Rewrite every item below in full, adding 96 to each coordinate in the answers. Leave out the pictures.

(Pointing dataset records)
========================================

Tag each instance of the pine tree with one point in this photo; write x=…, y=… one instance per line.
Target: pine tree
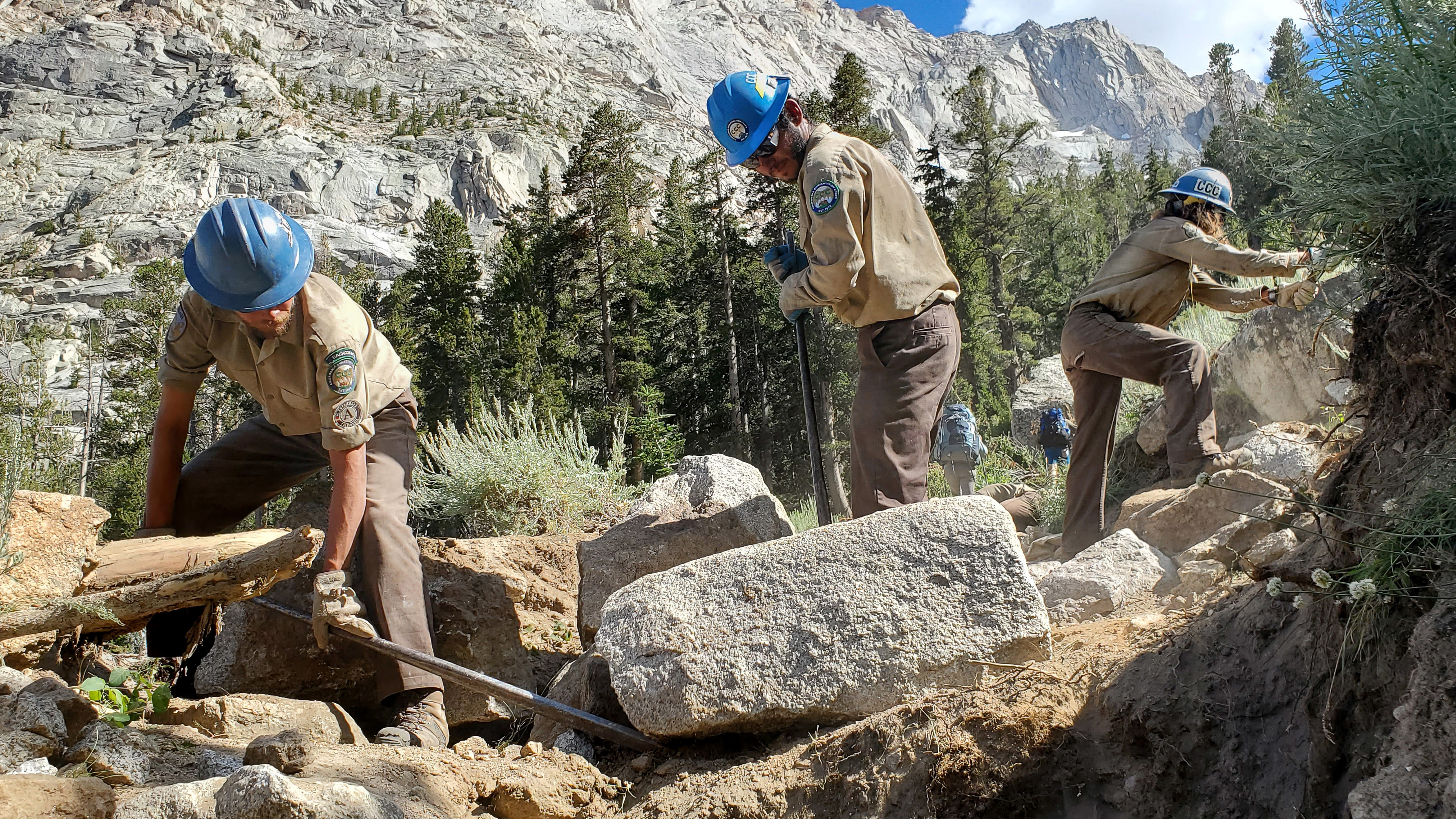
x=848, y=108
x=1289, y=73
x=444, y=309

========================================

Final result:
Tag each instance of the pine tree with one point in this photo; write x=…, y=… one instance per line.
Target: pine tree
x=944, y=204
x=1385, y=169
x=540, y=405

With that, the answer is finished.